═════ Page

Le livre de chasse (1389) de Gaston Phébus : La confection des pièges.

Le livre de chasse de Gaston Phébus, comte de Foix et vicomte de Béarn : La confection des lacs – c’est à dire des pièges à nœud-coulant. Dans son Histoire de l’Informatique, Philppe Breton avance que le piège de nos plus lointains ancêtres chasseurs est le premier automatisme programmé.

Le caractère « inhumain » de l’ordinateur est un poncif très ancien, puisque dans L’homme le plus doué du monde (1879), d’Edward Page Mitchell1, qui est un des tous premiers récits mettant en scène une intelligence informatique, il y a déjà l’idée que la réflexion mécanique est forcément « inhumaine » au sens le plus négatif du terme : une intelligence qui se fonde sur le calcul abstrait ne peut être que cruelle et insensible. On retrouve cette idée dans The Invisible Boy (1957), premier film mettant en œuvre un ordinateur conscient (qui souhaite exterminer l’espèce humaine car sa nature organique le dégoûte), autant que dans l’excellent Alphaville (1965), de Jean-Luc Godard, où l’ordinateur Alpha 60, qui dirige la ville de manière purement logique, fait assassiner les poètes. Les mathématiques, en général, sont associés à quelque chose d’inhumain, on voit ça, par exemple, dans Nous Autres (1920), d’Eugène Zamiatine, pamphlet dystopique qui s’en prend au communisme autant qu’au Taylorisme et à l’utilitarisme de Jeremy Bentham, où les individus sont désignés par des numéros et où l’on ne cherche la poésie que dans les formes géométriques et les équations mathématiques. L’intelligence ou l’éducation elles-mêmes, peuvent être considérées comme un problème, par exemple dans cette chanson de Michel Sardou :

Quand il y aura cent mille universités,
Cent millions d’hommes vivant dans les facultés,
(…)

══════════
═════ Lignes de données

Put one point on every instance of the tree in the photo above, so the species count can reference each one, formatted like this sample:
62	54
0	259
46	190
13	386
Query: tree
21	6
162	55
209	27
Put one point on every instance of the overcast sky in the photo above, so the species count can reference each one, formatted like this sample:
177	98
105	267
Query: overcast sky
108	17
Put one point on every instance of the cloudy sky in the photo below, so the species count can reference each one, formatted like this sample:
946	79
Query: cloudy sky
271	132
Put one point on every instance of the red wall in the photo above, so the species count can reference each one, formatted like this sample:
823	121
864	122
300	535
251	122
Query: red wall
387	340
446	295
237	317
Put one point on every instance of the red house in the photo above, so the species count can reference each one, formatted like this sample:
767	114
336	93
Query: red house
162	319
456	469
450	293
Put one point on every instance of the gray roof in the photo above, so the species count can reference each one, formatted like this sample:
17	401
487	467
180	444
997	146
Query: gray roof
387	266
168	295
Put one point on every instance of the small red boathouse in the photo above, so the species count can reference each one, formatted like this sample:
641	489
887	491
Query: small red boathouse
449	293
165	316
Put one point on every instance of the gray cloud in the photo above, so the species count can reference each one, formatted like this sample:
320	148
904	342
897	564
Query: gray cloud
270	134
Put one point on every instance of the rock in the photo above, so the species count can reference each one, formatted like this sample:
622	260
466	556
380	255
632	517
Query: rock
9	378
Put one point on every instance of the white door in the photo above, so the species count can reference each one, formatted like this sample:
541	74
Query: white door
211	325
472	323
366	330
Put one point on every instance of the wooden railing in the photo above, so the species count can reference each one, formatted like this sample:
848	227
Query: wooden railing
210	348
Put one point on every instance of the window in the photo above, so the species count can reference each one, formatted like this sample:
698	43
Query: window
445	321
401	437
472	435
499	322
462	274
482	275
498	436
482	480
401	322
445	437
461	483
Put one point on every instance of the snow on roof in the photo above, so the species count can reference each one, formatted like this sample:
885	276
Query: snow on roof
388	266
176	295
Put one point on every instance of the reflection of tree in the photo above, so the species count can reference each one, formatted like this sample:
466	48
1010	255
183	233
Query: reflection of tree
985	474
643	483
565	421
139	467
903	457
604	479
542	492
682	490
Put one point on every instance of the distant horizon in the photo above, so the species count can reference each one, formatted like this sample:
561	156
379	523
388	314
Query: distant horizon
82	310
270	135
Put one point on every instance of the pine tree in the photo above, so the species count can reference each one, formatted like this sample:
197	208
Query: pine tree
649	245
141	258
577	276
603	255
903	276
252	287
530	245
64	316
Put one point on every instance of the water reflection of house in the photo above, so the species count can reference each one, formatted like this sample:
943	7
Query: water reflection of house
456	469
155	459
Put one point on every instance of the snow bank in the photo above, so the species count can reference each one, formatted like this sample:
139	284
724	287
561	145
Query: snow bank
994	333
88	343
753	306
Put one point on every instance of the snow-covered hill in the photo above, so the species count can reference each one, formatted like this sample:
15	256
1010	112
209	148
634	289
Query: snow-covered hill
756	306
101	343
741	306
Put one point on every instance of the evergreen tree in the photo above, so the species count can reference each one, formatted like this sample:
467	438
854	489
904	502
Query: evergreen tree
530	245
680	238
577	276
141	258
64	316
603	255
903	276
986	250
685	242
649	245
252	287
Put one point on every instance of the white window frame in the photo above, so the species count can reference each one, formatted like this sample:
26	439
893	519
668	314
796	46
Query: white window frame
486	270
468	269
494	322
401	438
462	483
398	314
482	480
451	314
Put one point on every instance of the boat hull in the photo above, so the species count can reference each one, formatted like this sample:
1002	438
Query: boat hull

══════════

## [Consignes]
• 1. Répondez brièvement à ces questions d'après la page :
(a) De quel comté Gaston Phébus est-il le comte ?
(b) En quelle année le film The Invisible Boy est-il sorti ?
(c) Qui l'ordinateur Alpha 60 fait-il assassiner dans Alphaville ?
• 2. Recopiez fidèlement le passage de la page allant de "Le livre de chasse (1389)" jusqu'à "premier automatisme programmé." inclus.
• 3. Réécrivez sous forme de liste, en conservant ses faits principaux, le paragraphe de la page qui commence par « Le caractère « inhumain » de l'ordinateur ».

## [Réponses par consigne]
• 1.
(a) Foix
(b) 1957
(c) Les poètes

• 2.
Le livre de chasse (1389) de Gaston Phébus : La confection des pièges.

Le livre de chasse de Gaston Phébus, comte de Foix et vicomte de Béarn : La confection des lacs – c’est à dire des pièges à nœud-coulant. Dans son Histoire de l’Informatique, Philppe Breton avance que le piège de nos plus lointains ancêtres chasseurs est le premier automatisme programmé.

• 3.
- L'idée que l'ordinateur est « inhumain » est un poncif très ancien.
- Dans L'homme le plus doué du monde (1879), d'Edward Page Mitchell, l'un des tout premiers récits mettant en scène une intelligence informatique, la réflexion mécanique est déjà jugée forcément inhumaine. Une intelligence fondée sur le calcul abstrait y est présentée comme cruelle et insensible.
- The Invisible Boy (1957), premier film mettant en œuvre un ordinateur conscient, reprend cette idée : l'ordinateur veut exterminer l'espèce humaine, car sa nature organique le dégoûte.
- Dans Alphaville (1965), de Jean-Luc Godard, l'ordinateur Alpha 60 dirige la ville de manière purement logique et fait assassiner les poètes.
- Les mathématiques sont en général associées à l'inhumain. On le voit dans Nous Autres (1920), d'Eugène Zamiatine, pamphlet dystopique qui s'en prend au communisme, au taylorisme et à l'utilitarisme de Jeremy Bentham. Les individus y sont désignés par des numéros, et la poésie n'y est cherchée que dans les formes géométriques et les équations.
- L'intelligence ou l'éducation elles-mêmes peuvent être considérées comme un problème, par exemple dans une chanson de Michel Sardou.